§ Problem requirements:
In the forum thread on grass seed for western Kentucky, what price per pound does wky-31 think the Paducah nursery charges for its fescue blend?

§ Text shown:
===============

# Best Seed for Western Kentucky.



## Brandon2122 (Jul 4, 2018)

Hi I'm new to the form. My lawn is a mix of a few different grass types. Back yard is mostly Bermuda and the front is Kentucky 31 and tall fescue . In the fall what grass seed would you use to over seed??


----------



## g-man (Jun 15, 2017)

Hmm. Which one you like best? Bermuda or k31?


----------



## wky-31 (Apr 21, 2018)

How far west are you? James Sanders Nursery in paducah has their own blend of fescue. It's quite a bit darker and the blades are narrower than K31. I used some last year and am happy with it. Here's the label if you wanna research the cultivars. I think they sell it for $1.50 a pound.


----------



## Brandon2122 (Jul 4, 2018)

I'm in Henderson Ky


----------



## 01redcrew (Jun 16, 2017)

I live in mt Vernon Indiana. I've planter a lot of different types of grass seed. I haven't found a perfect one yet but here are my top 2. The Hogan's company tttf mix with bluegrass. Second is green alliance tttf out of haubstat Indiana. It's really crossed my mind to try some k31 it seems like it may handle the weather better but it's not as pretty as a tttf


----------



## g-man (Jun 15, 2017)

If your back is bermuda, and you want a TTTF lawn, then you need to start killing it now. Otherwise change the front to bermuda by killing the front TTF and taking bermuda plugs from the back.


----------



## Still learnin (Sep 9, 2017)

g-man said:


> If your back is bermuda, and you want a TTTF lawn, then you need to start killing it now. Otherwise change the front to bermuda by killing the front TTF and taking bermuda plugs from the back.


This. I didn't have any Bermuda last year or the year before. Had a decent stand of Fescue. Now the Bermuda has taken over probably 15% of my 36k sq/ft.

Do you have full sun or shade?


----------



## Brandon2122 (Jul 4, 2018)

I have shade on one side of my house and full sun on the front and back of my house.


----------

===============

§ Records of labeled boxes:
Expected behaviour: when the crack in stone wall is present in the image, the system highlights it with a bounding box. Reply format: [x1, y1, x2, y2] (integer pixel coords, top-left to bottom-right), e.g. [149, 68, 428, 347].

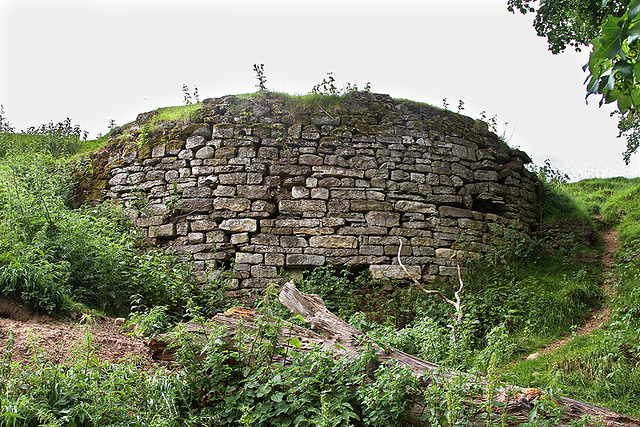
[79, 93, 540, 290]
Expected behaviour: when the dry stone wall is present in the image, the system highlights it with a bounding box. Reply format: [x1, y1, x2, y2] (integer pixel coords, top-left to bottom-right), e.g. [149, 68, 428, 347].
[87, 93, 540, 290]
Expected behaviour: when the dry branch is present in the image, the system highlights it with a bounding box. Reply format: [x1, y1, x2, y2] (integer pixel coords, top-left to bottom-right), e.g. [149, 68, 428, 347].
[150, 281, 640, 427]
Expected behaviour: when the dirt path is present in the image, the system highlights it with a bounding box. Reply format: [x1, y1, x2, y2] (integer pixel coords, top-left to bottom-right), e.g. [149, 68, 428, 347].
[527, 230, 618, 359]
[0, 297, 154, 368]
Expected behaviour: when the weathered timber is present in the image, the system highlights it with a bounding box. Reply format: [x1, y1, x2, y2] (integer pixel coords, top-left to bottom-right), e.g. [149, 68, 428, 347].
[149, 281, 640, 427]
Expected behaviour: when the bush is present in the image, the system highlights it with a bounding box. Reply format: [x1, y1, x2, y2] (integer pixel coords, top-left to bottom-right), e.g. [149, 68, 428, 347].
[0, 120, 228, 319]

===============

§ Output for this exercise:
$1.50 a pound.